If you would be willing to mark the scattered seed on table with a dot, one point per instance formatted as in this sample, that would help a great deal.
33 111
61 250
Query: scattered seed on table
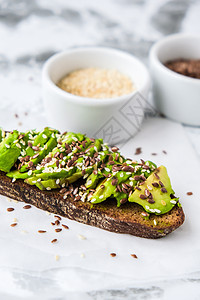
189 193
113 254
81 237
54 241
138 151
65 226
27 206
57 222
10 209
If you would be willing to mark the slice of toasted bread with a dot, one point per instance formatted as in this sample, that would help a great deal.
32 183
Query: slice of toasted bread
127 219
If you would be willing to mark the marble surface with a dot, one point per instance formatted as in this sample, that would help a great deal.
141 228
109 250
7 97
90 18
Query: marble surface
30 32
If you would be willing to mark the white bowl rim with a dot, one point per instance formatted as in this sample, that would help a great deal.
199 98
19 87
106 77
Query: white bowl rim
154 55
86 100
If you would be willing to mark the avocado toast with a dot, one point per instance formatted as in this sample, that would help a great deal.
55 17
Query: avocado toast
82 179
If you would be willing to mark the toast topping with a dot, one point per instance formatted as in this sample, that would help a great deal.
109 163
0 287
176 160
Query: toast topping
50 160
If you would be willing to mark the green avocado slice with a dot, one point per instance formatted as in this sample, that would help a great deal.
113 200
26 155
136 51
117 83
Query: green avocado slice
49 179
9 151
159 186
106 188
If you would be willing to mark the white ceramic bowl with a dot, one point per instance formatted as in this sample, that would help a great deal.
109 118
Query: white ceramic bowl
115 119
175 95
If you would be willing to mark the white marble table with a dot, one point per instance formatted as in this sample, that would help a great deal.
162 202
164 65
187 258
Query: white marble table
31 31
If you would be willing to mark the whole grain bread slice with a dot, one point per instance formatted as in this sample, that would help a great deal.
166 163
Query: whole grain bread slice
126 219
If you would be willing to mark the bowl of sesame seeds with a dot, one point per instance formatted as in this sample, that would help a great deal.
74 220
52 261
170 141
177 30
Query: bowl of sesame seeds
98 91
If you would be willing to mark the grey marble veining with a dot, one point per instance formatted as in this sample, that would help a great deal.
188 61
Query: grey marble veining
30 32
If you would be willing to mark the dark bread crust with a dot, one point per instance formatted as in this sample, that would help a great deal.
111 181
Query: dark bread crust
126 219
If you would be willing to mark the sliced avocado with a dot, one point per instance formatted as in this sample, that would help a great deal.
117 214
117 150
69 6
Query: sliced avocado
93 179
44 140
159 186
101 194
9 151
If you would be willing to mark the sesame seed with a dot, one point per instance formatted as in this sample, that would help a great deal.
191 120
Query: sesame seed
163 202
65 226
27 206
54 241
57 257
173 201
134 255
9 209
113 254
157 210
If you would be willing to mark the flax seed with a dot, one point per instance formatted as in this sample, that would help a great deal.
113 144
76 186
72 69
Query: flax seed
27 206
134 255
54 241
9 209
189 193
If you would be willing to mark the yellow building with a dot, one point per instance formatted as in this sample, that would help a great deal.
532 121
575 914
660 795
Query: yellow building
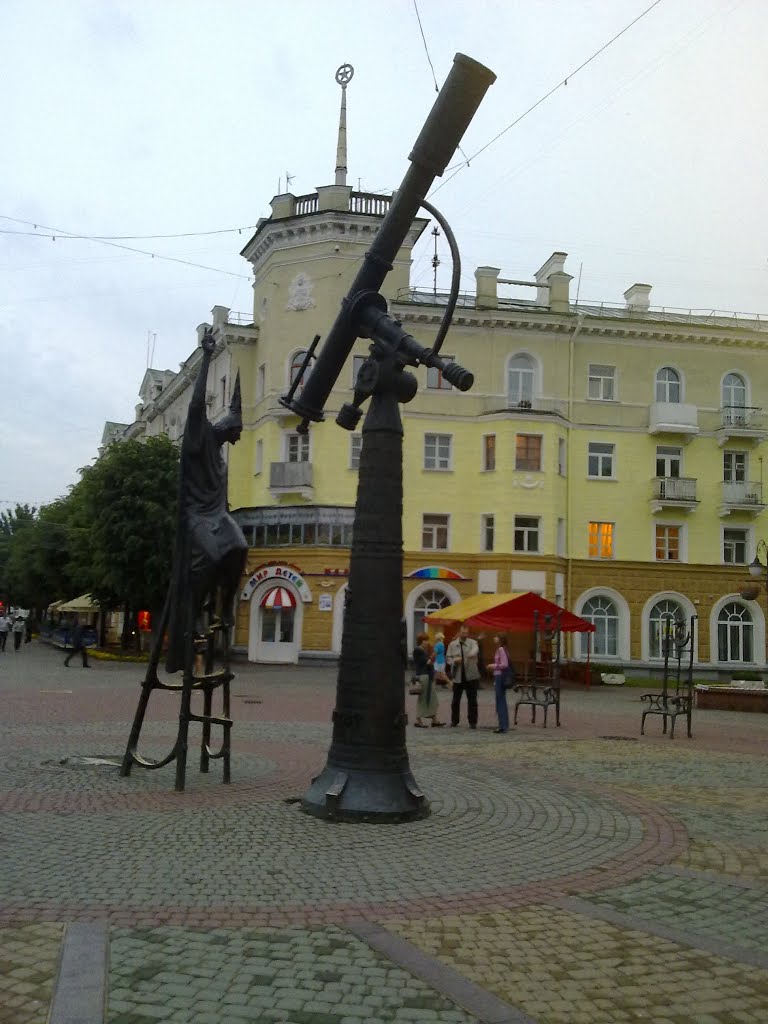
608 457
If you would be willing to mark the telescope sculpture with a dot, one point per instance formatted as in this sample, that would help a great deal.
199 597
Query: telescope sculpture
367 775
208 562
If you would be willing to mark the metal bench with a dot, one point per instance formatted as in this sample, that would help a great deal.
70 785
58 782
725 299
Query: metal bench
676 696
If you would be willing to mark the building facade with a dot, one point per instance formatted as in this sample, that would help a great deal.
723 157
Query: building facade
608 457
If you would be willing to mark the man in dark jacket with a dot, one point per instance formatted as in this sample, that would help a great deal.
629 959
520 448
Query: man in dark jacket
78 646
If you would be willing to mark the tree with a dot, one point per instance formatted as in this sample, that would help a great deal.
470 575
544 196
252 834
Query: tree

> _What the task requires_
If an entry contains an image, print the rest of that entry exactly and leave the image out.

> _The completed task_
If you would be willing to mark the scattered seed on table with a dot, one point per instance formatted as in this sample, that would help a great deal.
33 111
61 250
Query: scattered seed on table
189 193
113 254
81 237
54 241
138 151
65 226
27 206
57 222
10 209
If you would be willing to mark the slice of toasted bread with a dot, one point per instance formatted as in this sample, that would help a great deal.
32 183
Query: slice of toasted bread
127 219
If you would be willing to mark the marble surface with a dot, one point per instance formatted as in this sample, that would help a great deal.
141 228
109 250
7 97
90 18
Query: marble surface
30 32
If you would be willing to mark the white bowl rim with a dot, one point per instance formatted as in this sample, that would help a great deal.
199 98
19 87
106 77
Query: white bowl rim
154 55
86 100
If you would be willing to mark the avocado toast with a dot, one point per instance formatted as in this sample, that would help a great deal.
55 17
Query: avocado toast
82 179
If you would be willing to mark the toast topping with a dot, one point per instance formatted as in this sample, that would help a great deal.
109 163
0 287
176 160
Query: toast topping
50 160
If you would be willing to mark the green avocado slice with a dot, one point per instance formatted as in this sample, that would help a great deal.
113 200
26 155
136 51
117 83
Query: green avocado slice
49 179
9 151
159 186
106 188
If you would be willing to mark the white ceramic bowl with a dot, one point per instance formatted as in this sample, that would help a great deal.
109 118
Query: white ceramic bowl
115 119
175 95
If you would be willing to mark the white marble table with a dot, one point per instance formatted as in this sample, that would help a great deal.
162 202
164 65
187 258
Query: white marble table
31 31
If you would be willing to mark the whole grain bread slice with a dot, one point per instance formatted as in this sample, that would help a great deal.
166 163
Query: whole grain bread slice
126 219
If you would be willing to mark the bowl of sesame seeds with a dot, one point per instance formatted as in this sample, that would help a great deal.
74 220
52 261
170 141
177 30
Query: bowl of sesame seeds
98 91
If you would be willing to mark the grey marble veining with a dot, one point per instance formatted as in this sample, that would help a great deal.
188 61
Query: grey marble veining
30 32
If you would be willing to mark the dark bread crust with a dot, one point per instance formatted as in this sample, that would help a great deal.
111 181
Query: dark bread crust
126 219
If you would be willing to mark the sliced avocado with a dot, one point per instance formatted as in this sample, that would help a great deal.
117 214
117 150
69 6
Query: sliced avocado
93 179
44 140
159 186
101 194
9 151
If you would be willing to mark the sesame seed with a dot, one point per instance formatted as in this sample, that would help a great deal.
191 120
Query: sesame seed
163 202
65 226
27 206
54 241
57 257
173 201
134 255
9 209
113 254
157 210
If you would be willing to mark the flax seed with a dot, one point per instance formatted as in this sample, that would help a great deal.
113 144
76 186
72 69
Query: flax seed
27 206
134 255
54 241
9 209
189 193
If you would be willing to mark the yellow building with a dot, one point per instance formatted as in this sample, that would help a great deal.
532 121
575 914
660 795
Query: yellow building
608 457
If you would be willing to mark the telescope sculpture with a dot, one point per instance formatted as in this sample, that would help a great deal.
199 597
Query: telescope sculpture
367 775
208 562
If you would be willing to mark the metal bench with a dot, one point per instance formatted as in this sample, that would help a great deal.
70 785
58 782
725 299
Query: metal bench
676 696
If you would be willing to mark the building facade with a dot, one point per instance formatted as in this sample, that would help a great deal.
723 157
Query: building facade
608 457
If you would be willing to mark the man in dark jacket with a dot, one point per instance formatted as in this sample, that would help a great deal.
629 959
520 448
Query: man in dark jacket
78 646
If you would be willing to mark the tree with a dot, one point per instance formatted as in this sample, that would help a great deal.
470 575
544 196
252 834
Query: tree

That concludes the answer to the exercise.